Description of the task >>
List every line of the items below that contains the string "shirt". Matching is case-sensitive.

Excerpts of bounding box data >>
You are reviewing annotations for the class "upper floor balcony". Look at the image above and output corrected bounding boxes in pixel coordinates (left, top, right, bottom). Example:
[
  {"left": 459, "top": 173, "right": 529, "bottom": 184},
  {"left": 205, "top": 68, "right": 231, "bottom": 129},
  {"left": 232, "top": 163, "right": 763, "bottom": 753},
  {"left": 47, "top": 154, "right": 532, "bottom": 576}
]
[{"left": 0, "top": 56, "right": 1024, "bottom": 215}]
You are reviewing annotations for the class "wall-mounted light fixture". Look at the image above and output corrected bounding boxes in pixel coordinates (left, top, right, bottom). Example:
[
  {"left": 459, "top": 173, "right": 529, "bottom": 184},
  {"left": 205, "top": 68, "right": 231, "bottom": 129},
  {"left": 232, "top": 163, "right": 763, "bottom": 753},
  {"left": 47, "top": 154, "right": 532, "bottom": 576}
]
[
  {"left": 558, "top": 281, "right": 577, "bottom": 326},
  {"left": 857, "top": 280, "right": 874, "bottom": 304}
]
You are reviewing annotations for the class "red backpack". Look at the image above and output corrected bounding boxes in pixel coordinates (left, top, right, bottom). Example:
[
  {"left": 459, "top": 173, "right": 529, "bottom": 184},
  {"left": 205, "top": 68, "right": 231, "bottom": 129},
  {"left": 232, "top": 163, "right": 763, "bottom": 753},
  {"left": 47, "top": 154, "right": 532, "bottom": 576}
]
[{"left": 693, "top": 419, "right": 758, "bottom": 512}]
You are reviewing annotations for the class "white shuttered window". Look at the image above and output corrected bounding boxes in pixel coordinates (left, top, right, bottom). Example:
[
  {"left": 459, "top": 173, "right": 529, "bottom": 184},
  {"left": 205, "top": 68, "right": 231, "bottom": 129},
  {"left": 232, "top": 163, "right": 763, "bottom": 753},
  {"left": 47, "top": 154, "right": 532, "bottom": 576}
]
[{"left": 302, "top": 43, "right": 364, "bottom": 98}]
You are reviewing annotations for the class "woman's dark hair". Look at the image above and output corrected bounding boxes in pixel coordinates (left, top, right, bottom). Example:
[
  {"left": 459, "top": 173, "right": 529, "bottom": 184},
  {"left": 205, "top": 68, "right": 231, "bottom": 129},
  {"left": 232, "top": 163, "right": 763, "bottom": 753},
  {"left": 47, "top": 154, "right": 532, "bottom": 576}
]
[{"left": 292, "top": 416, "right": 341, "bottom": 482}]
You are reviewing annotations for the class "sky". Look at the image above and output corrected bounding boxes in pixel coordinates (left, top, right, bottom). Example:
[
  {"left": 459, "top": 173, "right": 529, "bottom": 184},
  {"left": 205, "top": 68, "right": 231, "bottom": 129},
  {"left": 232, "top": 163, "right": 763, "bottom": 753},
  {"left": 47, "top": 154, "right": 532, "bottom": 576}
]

==

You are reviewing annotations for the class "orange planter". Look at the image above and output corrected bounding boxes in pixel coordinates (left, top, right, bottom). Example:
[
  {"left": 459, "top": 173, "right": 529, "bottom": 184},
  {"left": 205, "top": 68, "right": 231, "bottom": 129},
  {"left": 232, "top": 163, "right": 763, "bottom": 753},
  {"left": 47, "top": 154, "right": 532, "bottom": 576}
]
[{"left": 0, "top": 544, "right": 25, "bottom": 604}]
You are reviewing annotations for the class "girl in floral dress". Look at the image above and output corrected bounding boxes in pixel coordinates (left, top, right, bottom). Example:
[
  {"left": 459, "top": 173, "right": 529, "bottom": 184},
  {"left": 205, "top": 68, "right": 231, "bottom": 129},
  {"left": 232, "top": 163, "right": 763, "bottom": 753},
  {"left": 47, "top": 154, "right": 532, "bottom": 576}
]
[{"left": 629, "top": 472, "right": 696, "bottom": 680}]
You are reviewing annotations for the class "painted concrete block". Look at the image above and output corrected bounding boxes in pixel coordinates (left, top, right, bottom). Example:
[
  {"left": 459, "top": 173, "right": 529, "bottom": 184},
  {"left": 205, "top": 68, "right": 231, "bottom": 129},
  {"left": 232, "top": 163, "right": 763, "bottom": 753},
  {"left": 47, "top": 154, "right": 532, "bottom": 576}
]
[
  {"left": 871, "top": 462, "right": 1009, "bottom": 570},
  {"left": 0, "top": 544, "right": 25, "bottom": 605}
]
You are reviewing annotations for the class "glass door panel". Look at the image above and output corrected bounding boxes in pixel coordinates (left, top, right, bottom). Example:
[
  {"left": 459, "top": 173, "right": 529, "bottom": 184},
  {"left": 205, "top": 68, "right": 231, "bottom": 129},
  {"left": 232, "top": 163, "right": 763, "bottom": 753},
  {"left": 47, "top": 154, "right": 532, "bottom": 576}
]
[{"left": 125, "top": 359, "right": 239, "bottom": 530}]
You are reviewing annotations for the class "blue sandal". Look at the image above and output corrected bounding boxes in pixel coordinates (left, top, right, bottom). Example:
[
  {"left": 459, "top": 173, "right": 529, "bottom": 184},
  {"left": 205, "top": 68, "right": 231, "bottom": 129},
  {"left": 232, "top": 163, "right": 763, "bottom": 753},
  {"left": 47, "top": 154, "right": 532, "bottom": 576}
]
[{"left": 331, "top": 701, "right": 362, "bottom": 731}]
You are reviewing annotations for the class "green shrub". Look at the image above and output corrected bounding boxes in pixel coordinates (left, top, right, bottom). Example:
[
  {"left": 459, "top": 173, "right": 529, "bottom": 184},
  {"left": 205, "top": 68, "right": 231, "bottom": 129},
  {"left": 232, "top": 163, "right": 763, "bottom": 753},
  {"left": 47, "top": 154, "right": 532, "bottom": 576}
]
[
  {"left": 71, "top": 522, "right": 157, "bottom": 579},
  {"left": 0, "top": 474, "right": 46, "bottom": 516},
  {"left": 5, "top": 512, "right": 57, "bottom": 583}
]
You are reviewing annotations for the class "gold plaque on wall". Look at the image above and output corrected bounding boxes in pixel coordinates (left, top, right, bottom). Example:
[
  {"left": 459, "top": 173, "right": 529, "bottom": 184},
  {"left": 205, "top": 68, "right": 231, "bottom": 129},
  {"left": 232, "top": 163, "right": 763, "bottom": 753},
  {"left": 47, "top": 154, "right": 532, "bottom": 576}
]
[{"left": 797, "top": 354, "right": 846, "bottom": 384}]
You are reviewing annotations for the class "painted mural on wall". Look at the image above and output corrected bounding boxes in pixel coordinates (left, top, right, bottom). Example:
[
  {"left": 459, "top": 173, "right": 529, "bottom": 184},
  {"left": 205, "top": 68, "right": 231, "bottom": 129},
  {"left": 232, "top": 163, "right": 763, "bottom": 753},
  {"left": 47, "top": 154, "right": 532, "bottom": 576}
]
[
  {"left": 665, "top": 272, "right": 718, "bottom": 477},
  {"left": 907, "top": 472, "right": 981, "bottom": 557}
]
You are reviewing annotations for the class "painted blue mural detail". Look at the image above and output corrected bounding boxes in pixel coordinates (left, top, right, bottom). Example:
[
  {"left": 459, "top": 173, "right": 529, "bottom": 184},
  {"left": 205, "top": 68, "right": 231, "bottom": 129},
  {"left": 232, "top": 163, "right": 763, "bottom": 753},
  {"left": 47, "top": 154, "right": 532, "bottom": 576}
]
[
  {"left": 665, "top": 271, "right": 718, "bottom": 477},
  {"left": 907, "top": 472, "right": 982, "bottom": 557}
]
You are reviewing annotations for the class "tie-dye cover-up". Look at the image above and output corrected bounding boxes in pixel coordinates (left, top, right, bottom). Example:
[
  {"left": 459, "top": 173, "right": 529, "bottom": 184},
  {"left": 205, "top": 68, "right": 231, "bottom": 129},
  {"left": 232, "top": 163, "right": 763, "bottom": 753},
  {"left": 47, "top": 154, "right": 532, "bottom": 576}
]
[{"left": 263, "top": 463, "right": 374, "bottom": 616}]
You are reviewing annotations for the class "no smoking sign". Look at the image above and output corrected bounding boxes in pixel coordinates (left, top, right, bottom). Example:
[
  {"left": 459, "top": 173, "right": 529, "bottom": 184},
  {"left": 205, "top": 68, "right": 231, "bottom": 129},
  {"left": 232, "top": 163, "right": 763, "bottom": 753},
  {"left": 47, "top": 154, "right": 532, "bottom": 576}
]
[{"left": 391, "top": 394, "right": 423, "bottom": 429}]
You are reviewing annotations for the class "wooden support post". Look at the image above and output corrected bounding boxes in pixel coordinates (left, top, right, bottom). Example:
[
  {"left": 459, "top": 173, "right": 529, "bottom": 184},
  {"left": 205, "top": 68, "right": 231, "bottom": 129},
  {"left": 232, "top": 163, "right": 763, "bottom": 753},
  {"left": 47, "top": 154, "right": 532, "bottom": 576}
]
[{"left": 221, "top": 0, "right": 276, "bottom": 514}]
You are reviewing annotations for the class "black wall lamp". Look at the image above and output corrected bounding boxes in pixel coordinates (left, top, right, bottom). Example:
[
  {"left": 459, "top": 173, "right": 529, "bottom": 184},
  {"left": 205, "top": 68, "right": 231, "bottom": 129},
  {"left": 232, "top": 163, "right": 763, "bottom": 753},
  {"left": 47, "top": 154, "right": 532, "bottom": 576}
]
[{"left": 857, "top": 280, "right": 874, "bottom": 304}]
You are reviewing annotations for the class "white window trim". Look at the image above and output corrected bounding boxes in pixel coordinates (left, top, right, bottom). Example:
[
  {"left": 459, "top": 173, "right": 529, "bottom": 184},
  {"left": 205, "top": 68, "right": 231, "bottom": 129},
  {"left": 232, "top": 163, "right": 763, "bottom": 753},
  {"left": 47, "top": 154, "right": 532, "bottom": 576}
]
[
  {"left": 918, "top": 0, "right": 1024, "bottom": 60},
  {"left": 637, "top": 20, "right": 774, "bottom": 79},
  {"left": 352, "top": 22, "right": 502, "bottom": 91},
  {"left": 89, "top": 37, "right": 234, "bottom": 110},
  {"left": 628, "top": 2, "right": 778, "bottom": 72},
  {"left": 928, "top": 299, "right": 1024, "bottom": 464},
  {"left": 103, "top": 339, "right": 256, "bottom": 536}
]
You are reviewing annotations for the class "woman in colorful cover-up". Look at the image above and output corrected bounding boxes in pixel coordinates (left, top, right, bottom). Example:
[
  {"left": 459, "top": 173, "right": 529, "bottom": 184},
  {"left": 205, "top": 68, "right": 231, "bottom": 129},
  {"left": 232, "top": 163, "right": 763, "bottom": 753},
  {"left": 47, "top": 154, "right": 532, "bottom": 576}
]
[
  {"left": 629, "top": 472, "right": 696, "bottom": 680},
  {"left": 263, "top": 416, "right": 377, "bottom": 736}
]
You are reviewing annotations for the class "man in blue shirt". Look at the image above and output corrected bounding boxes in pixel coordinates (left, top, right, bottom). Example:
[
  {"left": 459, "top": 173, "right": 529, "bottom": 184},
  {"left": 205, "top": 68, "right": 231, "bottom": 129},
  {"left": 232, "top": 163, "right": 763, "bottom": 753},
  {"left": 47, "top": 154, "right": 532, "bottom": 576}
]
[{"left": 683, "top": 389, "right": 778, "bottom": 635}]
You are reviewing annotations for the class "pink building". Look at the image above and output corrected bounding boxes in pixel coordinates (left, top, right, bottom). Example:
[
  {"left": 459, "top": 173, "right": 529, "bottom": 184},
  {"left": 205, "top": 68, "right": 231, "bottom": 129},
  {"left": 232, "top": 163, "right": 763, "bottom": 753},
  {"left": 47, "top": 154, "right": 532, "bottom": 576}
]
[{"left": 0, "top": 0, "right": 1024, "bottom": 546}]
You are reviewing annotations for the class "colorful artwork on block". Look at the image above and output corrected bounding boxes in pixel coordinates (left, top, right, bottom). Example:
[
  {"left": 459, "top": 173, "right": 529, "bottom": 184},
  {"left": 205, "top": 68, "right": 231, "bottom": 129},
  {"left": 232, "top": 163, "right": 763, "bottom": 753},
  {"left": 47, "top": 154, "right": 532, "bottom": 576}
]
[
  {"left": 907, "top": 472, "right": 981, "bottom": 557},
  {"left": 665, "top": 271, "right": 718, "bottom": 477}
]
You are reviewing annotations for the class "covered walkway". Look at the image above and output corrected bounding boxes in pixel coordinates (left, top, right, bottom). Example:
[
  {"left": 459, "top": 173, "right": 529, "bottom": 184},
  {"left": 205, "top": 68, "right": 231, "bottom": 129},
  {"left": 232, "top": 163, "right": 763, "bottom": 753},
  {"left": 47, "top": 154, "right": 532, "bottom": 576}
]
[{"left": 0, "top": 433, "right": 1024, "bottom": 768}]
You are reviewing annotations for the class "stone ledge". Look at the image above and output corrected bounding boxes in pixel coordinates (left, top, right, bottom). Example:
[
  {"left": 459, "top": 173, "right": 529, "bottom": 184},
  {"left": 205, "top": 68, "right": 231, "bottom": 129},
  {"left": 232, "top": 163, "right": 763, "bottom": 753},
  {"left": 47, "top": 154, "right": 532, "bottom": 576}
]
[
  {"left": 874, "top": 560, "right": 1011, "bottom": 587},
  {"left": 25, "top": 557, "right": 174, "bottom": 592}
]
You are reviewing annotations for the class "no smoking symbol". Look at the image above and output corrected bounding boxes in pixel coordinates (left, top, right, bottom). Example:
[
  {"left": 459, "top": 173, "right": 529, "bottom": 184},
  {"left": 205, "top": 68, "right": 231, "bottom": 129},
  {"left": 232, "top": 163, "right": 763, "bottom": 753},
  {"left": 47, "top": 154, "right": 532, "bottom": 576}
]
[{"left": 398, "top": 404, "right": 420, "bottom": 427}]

Answer to this task >>
You are reviewing annotations for the class "man in blue shirt". Look at the image above and output corrected bounding boxes in pixel coordinates (left, top, right, bottom). Example:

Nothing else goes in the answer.